---- Selected excerpt

People v. Sansome

84 Cal. 449 | Cal. | 1890

Lead Opinion

Belcher, C. C.

The defendant was convicted of the crime of robbery, and sentenced to imprisonment in the state prison for life. He appeals from the judgment, and an order denying him a new trial.

The indictment under which defendant was tried charged him with the crime of robbery, and also with a prior conviction of the crime of burglary. On being arraigned, he pleaded not guilty to the charge of robbery, and confessed the prior conviction of burglary.

When the case came on for trial, a jury was impaneled and sworn, and thereupon the court directed the clerk to read to the jury the indictment and state defendant’s pleas thereto. The defendant objected to the reading of that part of the indictment which charged a prior conviction, and to the statement of his plea thereto. The court overruled the objection, and the defendant reserved an exception. The clerk then, by the direction of the court, read to the jury the whole indictment, and stated “that to the said charge of prior conviction that the defendant confessed the same, and he was guilty.”

This ruling is complained of by the appellant, and we think it clearly erroneous. The code provides: “ If the indictment or information be for felony, the clerk must read it, and state the plea of the defendant to the jury, and in cases where it charges a previous conviction, and the defendant has confessed the same, the clerk, in reading it, shall omit therefrom all that relates to such previous conviction.” (Pen. Code, sec. 1093, subd. 1; and see People v. Meyer, 73 Cal. 548.)

--------

_Tasks for this exercise:_
a – Name every participant in the trial mentioned in the court opinion's paragraph that begins "When the case came on for trial."
b – Return the portion of the court opinion starting with "The defendant was" and going on through "conviction of burglary.".
The records after this opinion are separate material and are not part of it.

---- Recorded data

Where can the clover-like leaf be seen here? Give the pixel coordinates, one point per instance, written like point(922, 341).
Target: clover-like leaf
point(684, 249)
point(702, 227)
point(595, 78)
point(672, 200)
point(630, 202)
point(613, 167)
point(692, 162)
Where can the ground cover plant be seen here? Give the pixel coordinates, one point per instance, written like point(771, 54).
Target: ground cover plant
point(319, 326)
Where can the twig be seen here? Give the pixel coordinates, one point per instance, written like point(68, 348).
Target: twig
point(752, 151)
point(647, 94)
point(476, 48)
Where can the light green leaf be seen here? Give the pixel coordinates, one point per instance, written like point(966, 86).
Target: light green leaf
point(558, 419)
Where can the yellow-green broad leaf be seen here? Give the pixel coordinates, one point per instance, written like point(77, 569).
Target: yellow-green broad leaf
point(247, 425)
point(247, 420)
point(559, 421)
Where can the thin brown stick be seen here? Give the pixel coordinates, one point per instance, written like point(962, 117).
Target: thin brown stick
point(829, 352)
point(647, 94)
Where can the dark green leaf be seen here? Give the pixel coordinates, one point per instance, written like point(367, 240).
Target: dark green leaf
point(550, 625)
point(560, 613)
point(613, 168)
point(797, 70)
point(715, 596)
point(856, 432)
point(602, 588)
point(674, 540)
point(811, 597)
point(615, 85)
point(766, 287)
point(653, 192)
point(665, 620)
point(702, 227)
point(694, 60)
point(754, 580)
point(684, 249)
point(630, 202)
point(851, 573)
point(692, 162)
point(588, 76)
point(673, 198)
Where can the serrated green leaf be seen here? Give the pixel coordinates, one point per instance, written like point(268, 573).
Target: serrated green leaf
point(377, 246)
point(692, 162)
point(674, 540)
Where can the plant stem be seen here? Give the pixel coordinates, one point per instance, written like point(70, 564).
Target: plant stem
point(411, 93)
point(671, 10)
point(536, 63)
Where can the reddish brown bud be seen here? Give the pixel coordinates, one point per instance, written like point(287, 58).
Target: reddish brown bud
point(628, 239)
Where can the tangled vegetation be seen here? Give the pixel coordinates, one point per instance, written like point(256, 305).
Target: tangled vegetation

--------

_Responses per task:_
a –
- The jury
- The court
- The clerk
- The defendant

b –
The defendant was convicted of the crime of robbery, and sentenced to imprisonment in the state prison for life. He appeals from the judgment, and an order denying him a new trial.

The indictment under which defendant was tried charged him with the crime of robbery, and also with a prior conviction of the crime of burglary. On being arraigned, he pleaded not guilty to the charge of robbery, and confessed the prior conviction of burglary.